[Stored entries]

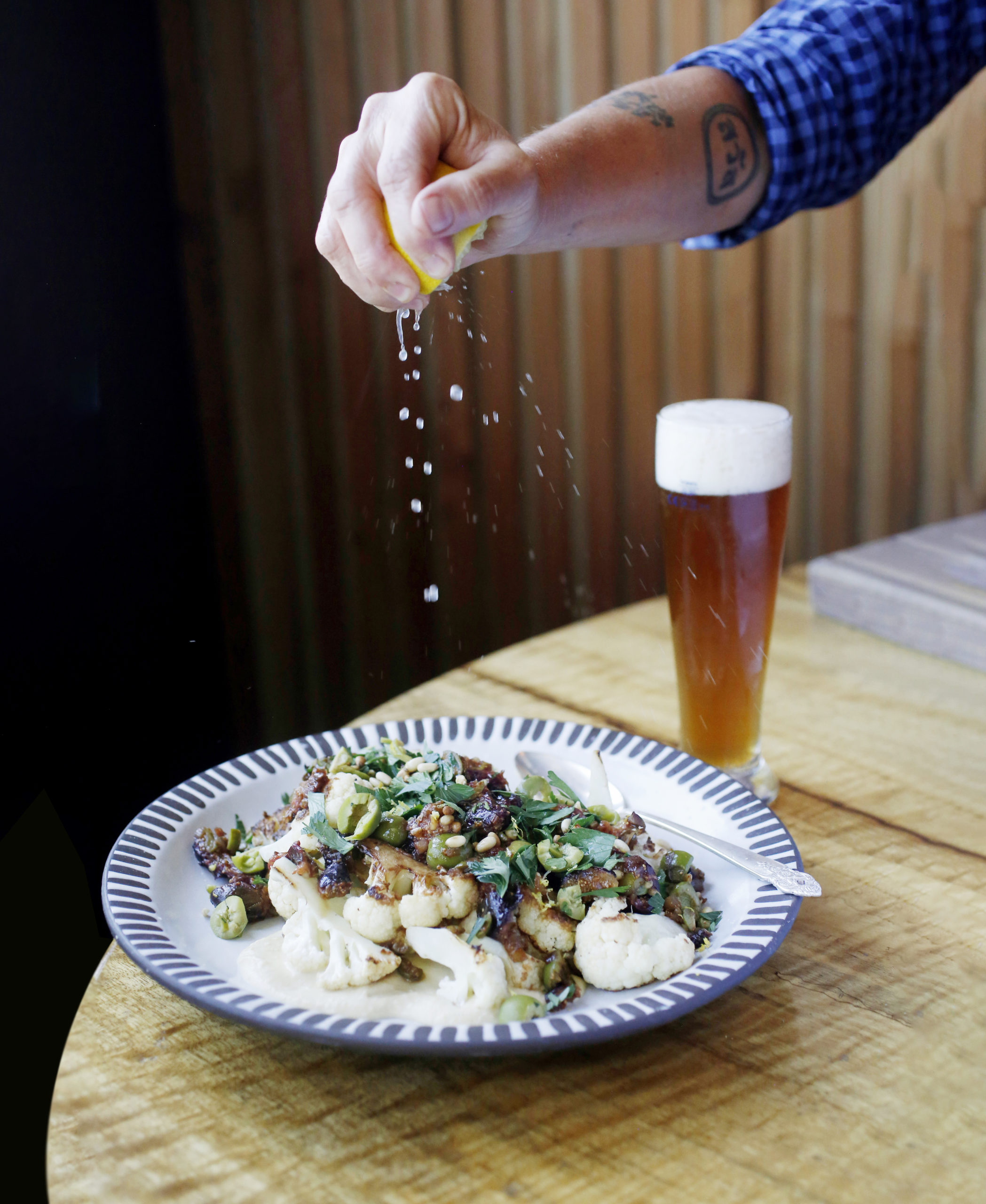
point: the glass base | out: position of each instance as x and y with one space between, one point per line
759 778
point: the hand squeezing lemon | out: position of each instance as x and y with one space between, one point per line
460 242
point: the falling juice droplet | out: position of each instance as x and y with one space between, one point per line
401 316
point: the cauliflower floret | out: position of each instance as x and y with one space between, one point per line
328 945
549 929
377 919
480 978
437 897
615 949
342 786
286 887
353 960
302 941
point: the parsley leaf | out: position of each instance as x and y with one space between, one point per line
382 796
598 847
563 786
524 866
493 870
321 829
453 792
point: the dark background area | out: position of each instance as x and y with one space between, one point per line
113 673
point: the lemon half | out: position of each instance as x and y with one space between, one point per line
460 242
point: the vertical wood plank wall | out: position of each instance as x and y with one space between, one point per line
867 321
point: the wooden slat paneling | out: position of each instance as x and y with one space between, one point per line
867 321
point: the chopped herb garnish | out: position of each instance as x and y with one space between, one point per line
321 829
563 786
495 871
595 846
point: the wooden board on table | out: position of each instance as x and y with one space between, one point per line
845 1069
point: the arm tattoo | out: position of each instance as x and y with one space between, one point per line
642 104
733 157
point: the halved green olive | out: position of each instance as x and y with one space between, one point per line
441 856
392 830
521 1008
229 918
535 785
251 863
359 816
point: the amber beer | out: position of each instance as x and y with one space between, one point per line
724 471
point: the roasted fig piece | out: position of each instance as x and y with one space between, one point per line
334 882
254 895
487 813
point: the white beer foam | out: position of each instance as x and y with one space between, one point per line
719 448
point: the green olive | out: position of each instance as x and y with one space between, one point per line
551 856
229 918
602 812
392 830
568 900
677 865
359 816
251 863
441 858
342 758
519 1007
535 785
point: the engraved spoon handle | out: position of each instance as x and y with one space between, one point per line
785 878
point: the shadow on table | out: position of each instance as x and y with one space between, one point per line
56 947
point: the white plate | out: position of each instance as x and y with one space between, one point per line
155 891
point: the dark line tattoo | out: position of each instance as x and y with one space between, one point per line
642 104
733 157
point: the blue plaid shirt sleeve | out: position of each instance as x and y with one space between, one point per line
842 86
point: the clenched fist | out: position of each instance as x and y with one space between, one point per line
392 158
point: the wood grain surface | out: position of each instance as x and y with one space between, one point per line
867 321
849 1069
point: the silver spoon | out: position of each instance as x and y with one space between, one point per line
791 882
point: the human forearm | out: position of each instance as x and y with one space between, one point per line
659 160
663 159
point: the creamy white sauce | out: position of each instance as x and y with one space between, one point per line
263 968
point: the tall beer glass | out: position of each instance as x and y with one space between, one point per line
724 472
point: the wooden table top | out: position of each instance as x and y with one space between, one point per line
850 1067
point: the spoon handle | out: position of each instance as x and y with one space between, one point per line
791 882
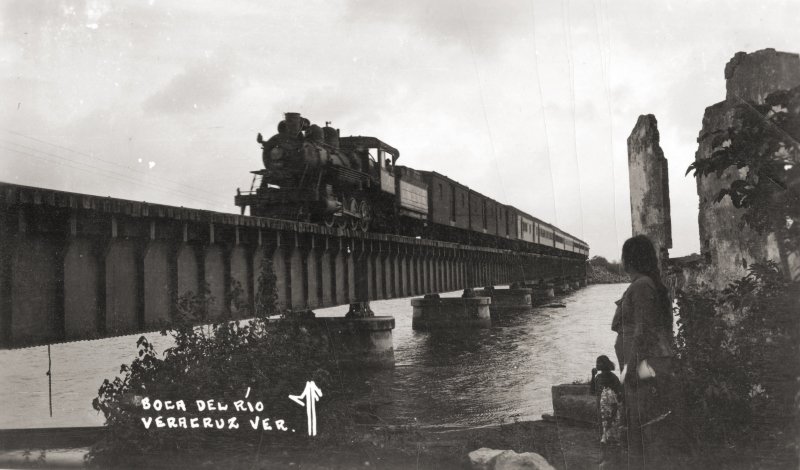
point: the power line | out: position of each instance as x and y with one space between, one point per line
65 162
544 112
567 23
110 162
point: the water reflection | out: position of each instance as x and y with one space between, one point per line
441 378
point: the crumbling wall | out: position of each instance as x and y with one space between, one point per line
727 246
649 186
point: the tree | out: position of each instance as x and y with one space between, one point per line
763 143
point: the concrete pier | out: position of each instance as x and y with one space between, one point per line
76 266
508 299
354 342
434 312
575 403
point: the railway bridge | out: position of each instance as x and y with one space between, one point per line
77 266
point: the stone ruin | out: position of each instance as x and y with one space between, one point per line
726 248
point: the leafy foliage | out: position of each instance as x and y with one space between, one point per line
737 352
763 144
219 362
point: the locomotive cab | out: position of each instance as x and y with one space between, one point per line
310 174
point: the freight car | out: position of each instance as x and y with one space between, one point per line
312 174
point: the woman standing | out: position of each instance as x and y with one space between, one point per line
643 322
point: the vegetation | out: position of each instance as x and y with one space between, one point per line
738 347
222 362
738 351
763 145
601 271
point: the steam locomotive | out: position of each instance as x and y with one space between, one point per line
312 174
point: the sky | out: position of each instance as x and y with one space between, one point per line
528 102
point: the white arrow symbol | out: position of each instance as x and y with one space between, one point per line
311 393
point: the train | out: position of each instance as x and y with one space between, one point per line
312 174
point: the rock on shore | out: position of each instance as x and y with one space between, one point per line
492 459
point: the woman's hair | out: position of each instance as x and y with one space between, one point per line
604 364
639 253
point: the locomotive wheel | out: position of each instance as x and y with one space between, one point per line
366 215
330 219
341 219
354 209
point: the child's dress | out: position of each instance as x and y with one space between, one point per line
608 386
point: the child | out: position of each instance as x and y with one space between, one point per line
606 385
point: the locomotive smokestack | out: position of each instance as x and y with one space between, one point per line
331 136
294 124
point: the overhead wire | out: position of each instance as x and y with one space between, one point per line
106 173
483 102
543 109
110 162
604 46
566 22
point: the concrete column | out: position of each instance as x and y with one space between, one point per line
188 270
413 271
298 283
404 263
341 265
36 289
393 273
214 274
424 271
160 276
359 300
83 290
281 265
431 258
122 286
440 271
450 313
351 272
379 271
328 274
242 279
313 269
451 284
370 270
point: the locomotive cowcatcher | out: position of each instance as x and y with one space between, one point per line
311 174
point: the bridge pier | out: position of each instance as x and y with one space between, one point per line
123 275
313 270
35 288
160 273
508 300
82 302
76 266
379 273
328 273
438 313
405 285
242 278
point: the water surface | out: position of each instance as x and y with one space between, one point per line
465 378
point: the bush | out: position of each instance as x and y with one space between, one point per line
219 362
737 351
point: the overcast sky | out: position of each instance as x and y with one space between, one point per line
529 102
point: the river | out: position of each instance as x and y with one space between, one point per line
474 378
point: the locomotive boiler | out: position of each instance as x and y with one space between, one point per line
311 174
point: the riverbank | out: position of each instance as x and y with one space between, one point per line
563 445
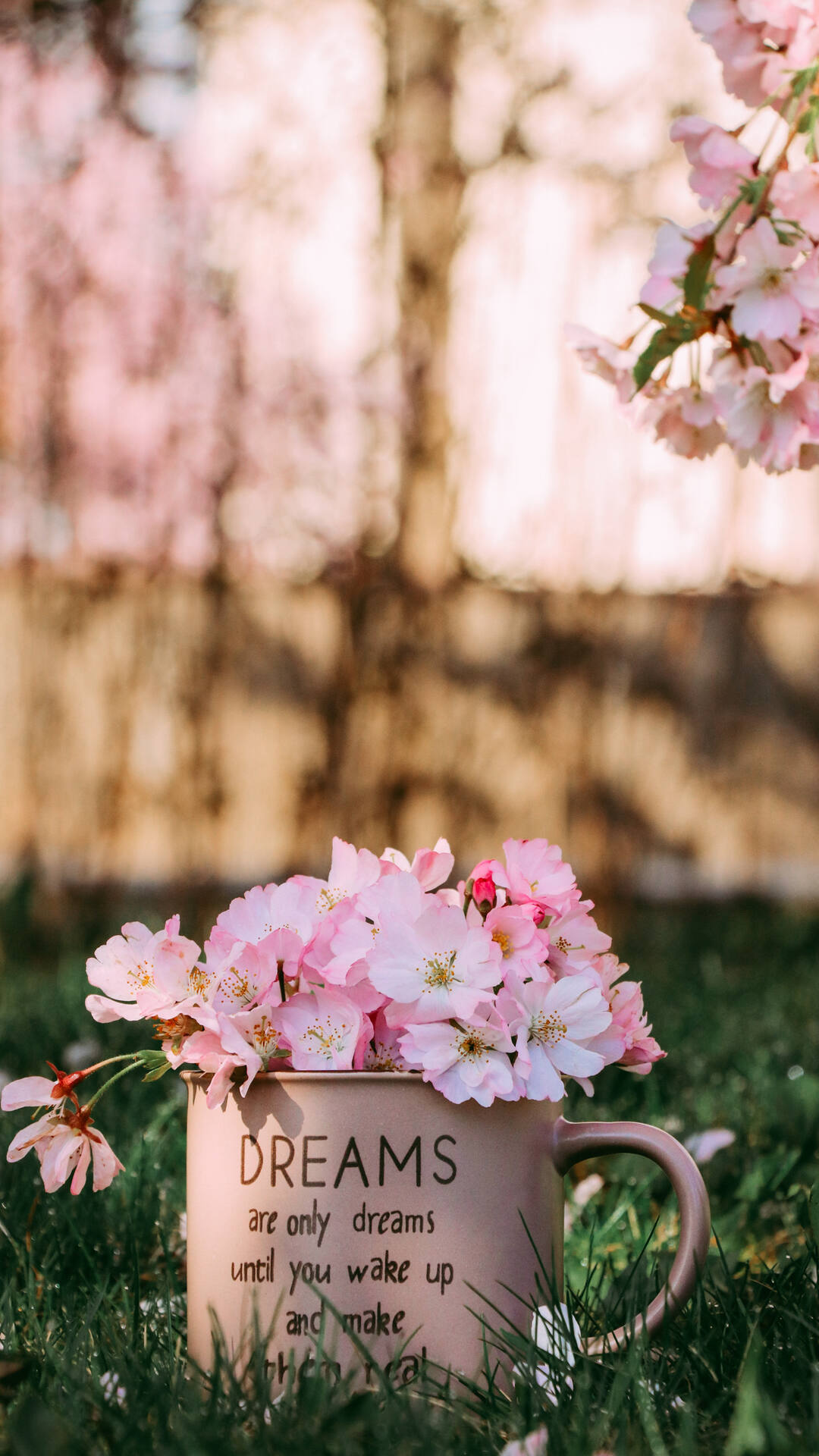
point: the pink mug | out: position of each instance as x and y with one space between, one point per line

DO THIS: Produce an exact reproduction of the lines from the line containing "point: the water surface" through the last line of the records. Any picture is left out.

OUTPUT:
point: the water surface | out: position of each instance as x and y with one space between, one point per line
465 378
point: the bush | out: position of each instance as x and y with one space between, one point per line
219 362
737 351
point: the overcast sky | out: position of each instance as x and y with one space between, one point per line
529 102
point: the river | out: position of each instance as x and y with one space between, one point per line
474 378
point: the locomotive boiler | out: position of each instance as x and y with one space between, one point per line
311 174
point: the riverbank | out: position of each instance as x and y with one space between, one point per line
563 445
point: the pink mug | out: position of each instance as x and y with one space between, one point per line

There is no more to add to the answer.